* DIRECTIONS *
[1] In the passage on the Genesis flood, who was left after every living thing was blotted out?
[2] Does each of these statements agree with the passage on the Genesis flood? Answer yes or no for each and quote the deciding words. (a) God's second statement restates the first in Hebrew parallelism. (b) The passage concludes that life in the water has the breath of life in it. (c) Birds perished in the flood.

* DOCUMENT SECTION *
+ + +
Here God states that he intends to destroy all flesh in which is the breath of life, ‘from under heaven’, and then restates it in good Hebrew parallelism with a complementary statement: ‘everything that is on the earth shall perish’. So all flesh under heaven which has the breath of life shall be destroyed and all life on the earth shall perish.

This suggests, fairly straightforwardly:
  1. everything that has the breath of life will die.

  2. everything that lives on the earth will die.
And this is what happened:

Genesis 7:21-23 And all flesh that moved on the earth perished, birds and cattle and beasts and every swarming thing that swarms upon the earth, and all mankind; of all that was on the dry land, all in whose nostrils was the breath of the spirit of life, died. Thus He blotted out every living thing that was upon the face of the land, from man to animals to creeping things and to birds of the sky, and they were blotted out from the earth; and only Noah was left, together with those that were with him in the ark.
All ‘in whose nostrils was the breath of the spirit of life’ died. All ‘living things that were upon the face of the land’ were blotted out. Only Noah and those in the ark were left.

The problem is what do we do about life in the water?

Is it classified as having ‘the breath of life’ in it? Do turtles, dolphins, whales, and seals have the breath of life? How about fish life? If so, then they should be included in the total death that God was brought through the flood.

Yet, that can’t be done because they don’t live on the earth, and the two terms (has breath of life/lives on the earth) are in parallel. This therefore suggests that they are not included as entities that have the breath of life in them. They are effectively ‘plant life’.

And so we get the bizarre position that the death of land animals and birds is the result of Adamn's sin, but the death of water life (mammal and fish) is not….
+ + +
* PROVIDED RECORDS *
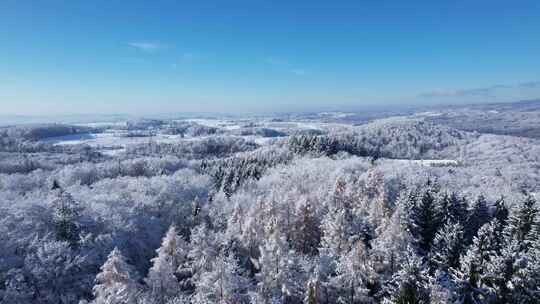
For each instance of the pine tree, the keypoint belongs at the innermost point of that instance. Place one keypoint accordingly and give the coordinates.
(478, 216)
(307, 234)
(471, 275)
(117, 281)
(313, 291)
(273, 265)
(337, 230)
(390, 247)
(161, 277)
(447, 246)
(353, 273)
(410, 283)
(66, 218)
(203, 250)
(223, 284)
(424, 221)
(522, 220)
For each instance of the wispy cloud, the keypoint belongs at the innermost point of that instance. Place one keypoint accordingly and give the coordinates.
+ + +
* TASK ANSWERS *
[1] Only Noah and those that were with him in the ark.

[2]
(a) Yes: "restates it in good Hebrew parallelism with a complementary statement"
(b) No: "This therefore suggests that they are not included as entities that have the breath of life in them."
(c) Yes: "birds and cattle and beasts and every swarming thing that swarms upon the earth"